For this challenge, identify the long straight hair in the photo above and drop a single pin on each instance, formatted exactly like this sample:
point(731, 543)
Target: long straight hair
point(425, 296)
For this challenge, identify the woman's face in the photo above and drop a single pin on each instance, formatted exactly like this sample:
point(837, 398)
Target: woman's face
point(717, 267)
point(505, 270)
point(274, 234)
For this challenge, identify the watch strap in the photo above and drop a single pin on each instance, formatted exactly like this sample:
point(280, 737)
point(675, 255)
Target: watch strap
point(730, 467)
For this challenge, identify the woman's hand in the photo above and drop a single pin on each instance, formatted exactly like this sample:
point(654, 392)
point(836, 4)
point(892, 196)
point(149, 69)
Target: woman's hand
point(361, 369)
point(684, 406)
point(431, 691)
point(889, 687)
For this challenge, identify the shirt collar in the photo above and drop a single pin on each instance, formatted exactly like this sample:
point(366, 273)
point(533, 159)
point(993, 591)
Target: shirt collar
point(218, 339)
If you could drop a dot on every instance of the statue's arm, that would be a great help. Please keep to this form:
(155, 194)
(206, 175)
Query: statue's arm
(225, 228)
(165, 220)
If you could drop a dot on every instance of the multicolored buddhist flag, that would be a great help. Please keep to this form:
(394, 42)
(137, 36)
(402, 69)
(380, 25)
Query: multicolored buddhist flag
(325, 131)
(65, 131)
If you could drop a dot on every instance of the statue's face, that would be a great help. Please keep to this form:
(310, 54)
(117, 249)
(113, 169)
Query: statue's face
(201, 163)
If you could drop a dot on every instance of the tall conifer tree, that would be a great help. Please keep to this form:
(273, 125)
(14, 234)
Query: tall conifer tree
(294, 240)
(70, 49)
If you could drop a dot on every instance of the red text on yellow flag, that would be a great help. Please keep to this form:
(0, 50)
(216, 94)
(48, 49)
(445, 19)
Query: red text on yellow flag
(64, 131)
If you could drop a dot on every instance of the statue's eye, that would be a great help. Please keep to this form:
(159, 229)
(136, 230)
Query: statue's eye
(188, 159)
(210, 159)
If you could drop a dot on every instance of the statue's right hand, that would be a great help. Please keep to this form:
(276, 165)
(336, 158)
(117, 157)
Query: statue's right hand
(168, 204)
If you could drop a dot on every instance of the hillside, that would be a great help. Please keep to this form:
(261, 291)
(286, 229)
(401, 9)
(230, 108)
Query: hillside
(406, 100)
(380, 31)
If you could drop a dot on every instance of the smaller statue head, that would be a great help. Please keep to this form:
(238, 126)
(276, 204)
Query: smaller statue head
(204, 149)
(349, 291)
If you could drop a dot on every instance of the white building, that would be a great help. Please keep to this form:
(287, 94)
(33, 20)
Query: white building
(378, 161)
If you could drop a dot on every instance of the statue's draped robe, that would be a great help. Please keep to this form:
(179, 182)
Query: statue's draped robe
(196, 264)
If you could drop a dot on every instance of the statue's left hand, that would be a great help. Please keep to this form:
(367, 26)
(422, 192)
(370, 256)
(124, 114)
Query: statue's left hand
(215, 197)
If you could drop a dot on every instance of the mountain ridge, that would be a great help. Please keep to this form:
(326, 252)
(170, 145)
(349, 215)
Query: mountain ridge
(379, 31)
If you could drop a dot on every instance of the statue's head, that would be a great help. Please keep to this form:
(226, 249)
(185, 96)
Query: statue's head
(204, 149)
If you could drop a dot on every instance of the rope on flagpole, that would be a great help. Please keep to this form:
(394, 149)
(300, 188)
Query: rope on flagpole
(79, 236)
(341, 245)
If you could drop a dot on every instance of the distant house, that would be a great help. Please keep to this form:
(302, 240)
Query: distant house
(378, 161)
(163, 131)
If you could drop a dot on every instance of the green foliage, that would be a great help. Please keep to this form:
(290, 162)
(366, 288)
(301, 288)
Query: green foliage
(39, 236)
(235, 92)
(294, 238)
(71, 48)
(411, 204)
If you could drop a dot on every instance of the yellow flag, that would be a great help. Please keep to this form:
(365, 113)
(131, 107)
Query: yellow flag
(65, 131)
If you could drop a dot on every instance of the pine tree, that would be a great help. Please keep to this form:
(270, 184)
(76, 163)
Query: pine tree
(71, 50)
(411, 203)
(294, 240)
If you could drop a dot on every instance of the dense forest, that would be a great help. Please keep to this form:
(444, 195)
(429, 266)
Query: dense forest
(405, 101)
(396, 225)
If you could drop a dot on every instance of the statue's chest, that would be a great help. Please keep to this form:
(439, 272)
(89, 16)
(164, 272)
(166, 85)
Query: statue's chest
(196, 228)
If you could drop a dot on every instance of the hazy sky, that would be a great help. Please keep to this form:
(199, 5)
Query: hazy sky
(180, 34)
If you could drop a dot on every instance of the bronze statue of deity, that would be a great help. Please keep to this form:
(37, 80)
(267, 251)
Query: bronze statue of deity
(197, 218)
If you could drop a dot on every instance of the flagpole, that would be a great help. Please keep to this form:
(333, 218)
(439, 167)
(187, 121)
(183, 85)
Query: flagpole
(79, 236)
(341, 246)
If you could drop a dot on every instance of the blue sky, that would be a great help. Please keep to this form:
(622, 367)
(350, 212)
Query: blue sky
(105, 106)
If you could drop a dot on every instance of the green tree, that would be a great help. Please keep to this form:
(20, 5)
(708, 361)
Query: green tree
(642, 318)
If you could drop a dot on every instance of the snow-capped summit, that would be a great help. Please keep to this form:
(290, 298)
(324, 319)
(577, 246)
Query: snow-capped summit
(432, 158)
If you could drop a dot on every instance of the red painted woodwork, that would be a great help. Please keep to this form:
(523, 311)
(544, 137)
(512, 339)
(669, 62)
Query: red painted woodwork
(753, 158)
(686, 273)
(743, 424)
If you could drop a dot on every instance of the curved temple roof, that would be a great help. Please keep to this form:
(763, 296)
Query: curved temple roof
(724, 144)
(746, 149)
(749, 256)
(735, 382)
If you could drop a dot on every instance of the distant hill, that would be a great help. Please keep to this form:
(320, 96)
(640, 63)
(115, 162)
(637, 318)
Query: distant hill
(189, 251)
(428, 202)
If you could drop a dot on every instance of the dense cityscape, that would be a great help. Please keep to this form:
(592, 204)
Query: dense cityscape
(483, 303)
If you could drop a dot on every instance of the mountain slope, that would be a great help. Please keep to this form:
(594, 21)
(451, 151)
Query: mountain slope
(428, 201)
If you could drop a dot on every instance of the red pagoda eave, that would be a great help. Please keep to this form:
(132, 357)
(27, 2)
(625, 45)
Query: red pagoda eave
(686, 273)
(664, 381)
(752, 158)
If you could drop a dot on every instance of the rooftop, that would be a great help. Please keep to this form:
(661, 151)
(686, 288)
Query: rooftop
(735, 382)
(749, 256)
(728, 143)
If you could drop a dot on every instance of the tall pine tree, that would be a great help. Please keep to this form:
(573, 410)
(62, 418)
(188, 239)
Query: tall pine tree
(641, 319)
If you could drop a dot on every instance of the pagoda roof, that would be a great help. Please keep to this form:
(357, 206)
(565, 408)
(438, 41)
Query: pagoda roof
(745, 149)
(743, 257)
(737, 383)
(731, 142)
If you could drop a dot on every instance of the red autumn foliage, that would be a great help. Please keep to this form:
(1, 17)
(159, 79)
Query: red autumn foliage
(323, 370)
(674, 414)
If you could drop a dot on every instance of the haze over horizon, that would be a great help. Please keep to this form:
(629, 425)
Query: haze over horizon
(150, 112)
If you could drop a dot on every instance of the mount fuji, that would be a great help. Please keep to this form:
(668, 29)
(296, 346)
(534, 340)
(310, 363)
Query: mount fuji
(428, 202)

Task directions: Once you have read the entries, write them all out again exactly.

The completed task:
For this challenge, identify the long straight hair in the photo above and drop a single pin on each instance, formatted exactly like this sample:
point(731, 543)
Target: long straight hair
point(425, 296)
For this challenge, identify the woman's face in the photo above and drop a single pin on each instance, formatted exactly like this sample:
point(837, 398)
Target: woman's face
point(717, 267)
point(505, 270)
point(274, 234)
For this challenge, identify the watch strap in the photo above and drop a single pin on each instance, formatted exactly like this sample:
point(280, 737)
point(675, 255)
Target: watch strap
point(730, 467)
For this challenge, identify the woman's hand in the photo above and drop a single pin on each instance, formatted exactly like this sample:
point(654, 392)
point(836, 4)
point(892, 196)
point(149, 69)
Target: woman's hand
point(361, 369)
point(684, 406)
point(431, 691)
point(889, 687)
For this challenge, identify the shirt collar in the photo above and drop a single pin on each instance, formatted exactly like this sample:
point(366, 273)
point(533, 159)
point(993, 591)
Target: shirt collar
point(218, 339)
If you could drop a dot on every instance of the statue's arm, that would be a great help. Please keep to this form:
(155, 194)
(206, 175)
Query: statue's arm
(225, 228)
(165, 220)
If you could drop a dot on every instance of the multicolored buddhist flag, that would be a great help. Please keep to this form:
(394, 42)
(137, 36)
(402, 69)
(380, 25)
Query: multicolored buddhist flag
(325, 131)
(65, 131)
If you could drop a dot on every instance of the statue's face, that would be a great help. Please keep to this form:
(310, 54)
(117, 249)
(113, 169)
Query: statue's face
(201, 163)
If you could drop a dot on every instance of the tall conifer tree, that would be a great help. Please keep to this form:
(273, 125)
(14, 234)
Query: tall conifer tree
(294, 240)
(70, 49)
If you could drop a dot on every instance of the red text on yellow flag, that would be a great help. Please keep to this form:
(0, 50)
(216, 94)
(48, 49)
(445, 19)
Query: red text on yellow flag
(64, 131)
If you could drop a dot on every instance of the statue's eye, that would be a great help. Please keep to this form:
(159, 229)
(136, 230)
Query: statue's eye
(188, 159)
(210, 159)
If you could drop a dot on every instance of the statue's right hand, that would be a great help. Please keep to this form:
(276, 165)
(336, 158)
(117, 157)
Query: statue's right hand
(168, 204)
If you could drop a dot on every instance of the hillside, that would be a great help. Please keep to this form:
(261, 291)
(286, 229)
(401, 9)
(230, 108)
Query: hillside
(406, 100)
(380, 31)
If you could drop a dot on every instance of the smaller statue head, that would be a great help. Please keep to this form:
(238, 126)
(276, 204)
Query: smaller statue head
(204, 149)
(349, 291)
If you could drop a dot on every instance of the white building, that would be a great help. Please keep to this form:
(287, 94)
(33, 20)
Query: white building
(378, 161)
If you could drop a dot on every instance of the statue's draped robe, that would be a great help. Please keep to this form:
(179, 182)
Query: statue's draped robe
(196, 264)
If you could drop a dot on every instance of the statue's left hand, that would be a great help. Please keep to this form:
(367, 26)
(422, 192)
(370, 256)
(124, 114)
Query: statue's left hand
(215, 197)
If you could drop a dot on every instance of the mountain ridge, that would be a great help. Please keep to this form:
(326, 252)
(170, 145)
(349, 215)
Query: mountain ridge
(379, 31)
If you could drop a dot on every instance of the statue's head, that would be a great help. Please keep to this form:
(226, 249)
(185, 96)
Query: statue's head
(204, 149)
If you could drop a dot on every instance of the rope on flagpole, that would be a great help. Please keep to this form:
(394, 149)
(300, 188)
Query: rope on flagpole
(79, 236)
(341, 245)
If you could drop a dot on every instance of the distant house, that would be a great help. Please keep to this form:
(302, 240)
Query: distant house
(378, 161)
(163, 131)
If you could drop a dot on every instance of the green foliage, that would be a great help. Please keep to this form:
(290, 162)
(366, 288)
(301, 288)
Query: green foliage
(39, 236)
(235, 92)
(294, 238)
(71, 48)
(411, 204)
If you could drop a dot on every instance of the yellow flag, that would be a great help. Please keep to this form:
(365, 113)
(131, 107)
Query: yellow flag
(65, 131)
If you could drop a dot on every instance of the pine tree, that would be a great help. Please keep to this form:
(270, 184)
(76, 163)
Query: pine tree
(71, 50)
(411, 203)
(294, 240)
If you could drop a dot on every instance of the dense forest, that would be a great help. Please keep to this form:
(444, 195)
(429, 266)
Query: dense forest
(405, 101)
(396, 225)
If you could drop a dot on every instance of the statue's chest, that would be a great help. Please keep to this form:
(439, 272)
(89, 16)
(164, 272)
(166, 85)
Query: statue's chest
(196, 228)
If you could drop a dot on every instance of the hazy sky, that would be a great help. Please keep to this form:
(199, 5)
Query: hazy sky
(180, 34)
If you could drop a dot on every instance of the bronze statue of deity, that would be a great help. Please keep to this form:
(37, 80)
(267, 251)
Query: bronze statue of deity
(197, 218)
If you could drop a dot on every instance of the flagpole, that would be a great help. Please keep to this form:
(333, 218)
(439, 167)
(187, 121)
(183, 85)
Query: flagpole
(79, 236)
(341, 246)
If you could drop a dot on every instance of the blue sky, that would be a great help. Please keep to this form:
(622, 367)
(350, 212)
Query: blue sky
(105, 106)
If you could drop a dot on every instance of the green tree, that would be a great help. Please keep to this form:
(20, 5)
(708, 361)
Query: green tree
(642, 318)
If you could drop a dot on every instance of the snow-capped summit, that would be a great help. Please keep to this form:
(290, 298)
(324, 319)
(577, 246)
Query: snow-capped summit
(432, 158)
If you could drop a dot on every instance of the red painted woodwork, that would be a great help. Please keep to this form:
(523, 311)
(544, 137)
(512, 339)
(669, 62)
Query: red painted woodwork
(753, 158)
(686, 273)
(743, 424)
If you could drop a dot on every instance of the curved temple roof, that would be a great help. Please keep to this form:
(763, 296)
Query: curved temple roof
(724, 144)
(746, 149)
(749, 256)
(735, 382)
If you could drop a dot on every instance of the distant hill, that would be a great help. Please keep to this form:
(320, 96)
(640, 63)
(115, 162)
(637, 318)
Query: distant hill
(189, 251)
(428, 202)
If you could drop a dot on every instance of the dense cityscape, that would be a great help. Please keep to this form:
(592, 204)
Query: dense cityscape
(483, 303)
If you could drop a dot on every instance of the mountain slope, that would be a great help. Please keep to this form:
(594, 21)
(451, 151)
Query: mountain slope
(428, 201)
If you could drop a dot on every instance of the red pagoda eave, that would be a great help. Please keep to this form:
(132, 357)
(27, 2)
(625, 45)
Query: red pagoda eave
(686, 273)
(664, 381)
(752, 158)
If you could drop a dot on every instance of the rooftop, that would be a great help. Please keep to this form:
(661, 151)
(686, 288)
Query: rooftop
(735, 382)
(749, 256)
(728, 143)
If you could drop a dot on every instance of the tall pine tree, that would be a great help. Please keep to this form:
(573, 410)
(62, 418)
(188, 239)
Query: tall pine tree
(641, 319)
If you could drop a dot on every instance of the pagoda roof, that would be a great help. Please keep to this form:
(357, 206)
(565, 408)
(438, 41)
Query: pagoda roof
(745, 149)
(743, 257)
(737, 383)
(731, 142)
If you could drop a dot on every instance of the red autumn foliage, that would be a great help. Please keep to this form:
(1, 17)
(159, 79)
Query: red autumn foliage
(323, 370)
(674, 414)
If you could drop a dot on every instance of the haze over horizon, that would be a great help. Please keep to this form:
(629, 425)
Query: haze over horizon
(150, 112)
If you could drop a dot on every instance of the mount fuji, that would be a great help. Please keep to this form:
(668, 29)
(296, 346)
(534, 340)
(310, 363)
Query: mount fuji
(428, 202)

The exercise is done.